--- start The records ---

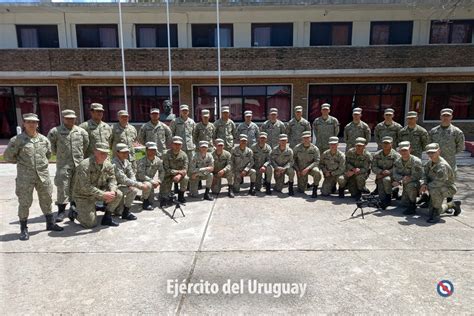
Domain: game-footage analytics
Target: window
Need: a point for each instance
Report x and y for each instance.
(372, 98)
(205, 35)
(258, 99)
(156, 35)
(444, 32)
(37, 36)
(391, 33)
(274, 34)
(457, 96)
(327, 34)
(140, 100)
(89, 35)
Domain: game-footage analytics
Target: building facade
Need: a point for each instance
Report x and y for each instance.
(371, 54)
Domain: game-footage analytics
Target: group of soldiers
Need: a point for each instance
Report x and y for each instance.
(186, 154)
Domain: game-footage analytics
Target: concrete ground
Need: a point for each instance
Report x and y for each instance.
(385, 263)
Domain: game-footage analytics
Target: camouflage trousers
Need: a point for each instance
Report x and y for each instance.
(330, 182)
(303, 180)
(217, 181)
(237, 178)
(280, 179)
(86, 213)
(24, 191)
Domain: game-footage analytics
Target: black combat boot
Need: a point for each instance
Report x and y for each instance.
(24, 231)
(50, 225)
(126, 214)
(61, 212)
(107, 220)
(290, 189)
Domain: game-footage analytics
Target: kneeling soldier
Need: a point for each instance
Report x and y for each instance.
(382, 167)
(408, 171)
(358, 162)
(95, 182)
(261, 156)
(148, 168)
(175, 164)
(222, 168)
(438, 180)
(333, 165)
(306, 156)
(242, 163)
(201, 168)
(282, 163)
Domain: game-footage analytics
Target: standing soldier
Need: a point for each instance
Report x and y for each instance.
(126, 180)
(438, 181)
(156, 132)
(307, 157)
(248, 128)
(415, 134)
(358, 162)
(69, 143)
(31, 151)
(225, 129)
(296, 127)
(261, 156)
(204, 131)
(201, 168)
(222, 168)
(150, 171)
(387, 128)
(382, 166)
(95, 182)
(282, 163)
(183, 126)
(124, 133)
(324, 127)
(408, 171)
(175, 164)
(333, 165)
(241, 165)
(356, 129)
(273, 127)
(99, 131)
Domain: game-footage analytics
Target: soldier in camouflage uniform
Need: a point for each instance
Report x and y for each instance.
(204, 131)
(261, 156)
(356, 129)
(358, 161)
(95, 183)
(306, 163)
(125, 133)
(30, 151)
(69, 143)
(415, 134)
(225, 129)
(126, 180)
(387, 128)
(282, 161)
(222, 168)
(156, 132)
(201, 168)
(382, 166)
(438, 181)
(175, 164)
(408, 171)
(296, 127)
(248, 128)
(324, 127)
(273, 127)
(99, 131)
(150, 171)
(242, 165)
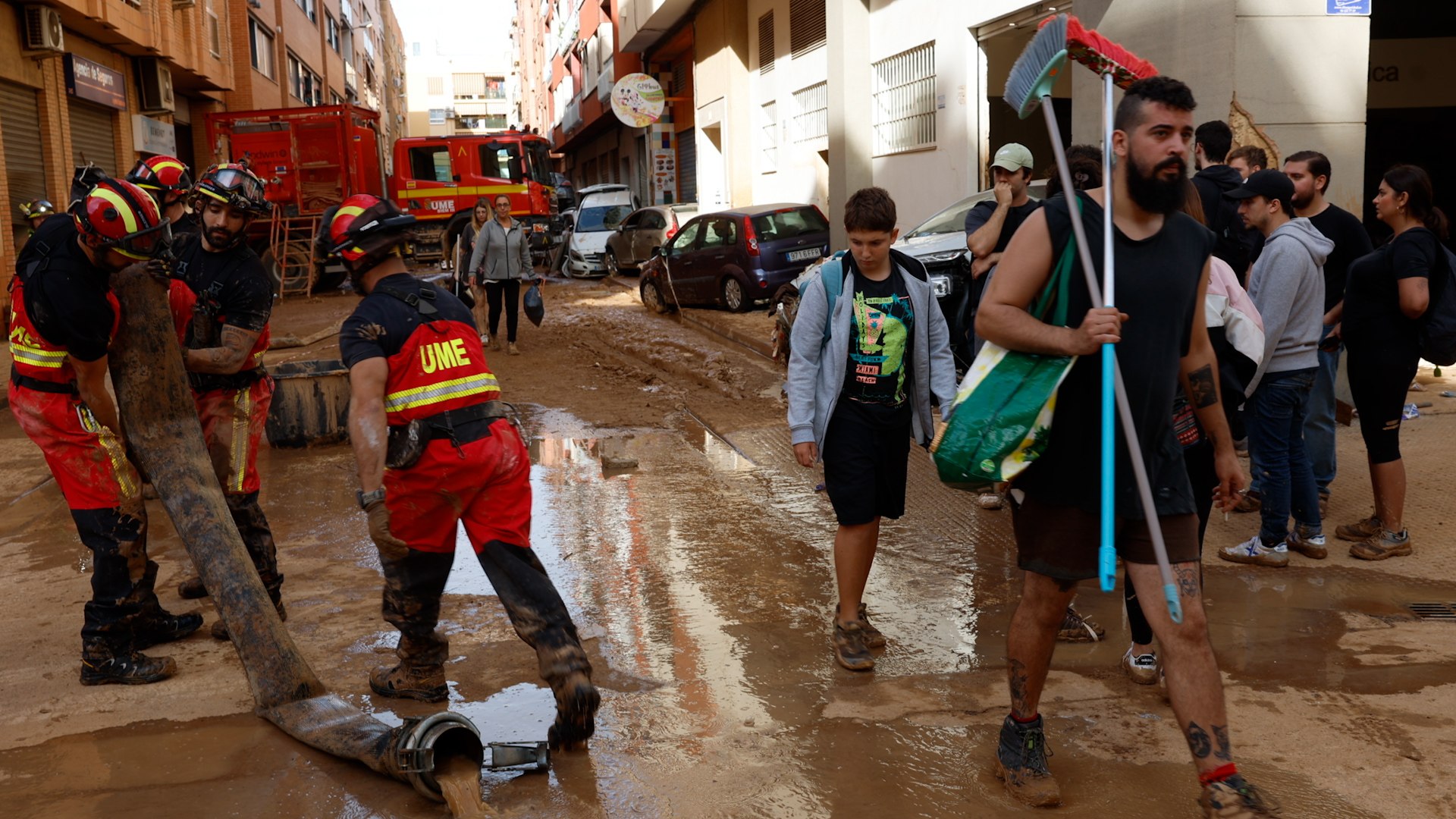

--- end The records ---

Exercise task
Copy out every line in the rows above that includes the word "camouflage".

Solution below
Target: camouflage trousers
Target: soldier in camouflage uniform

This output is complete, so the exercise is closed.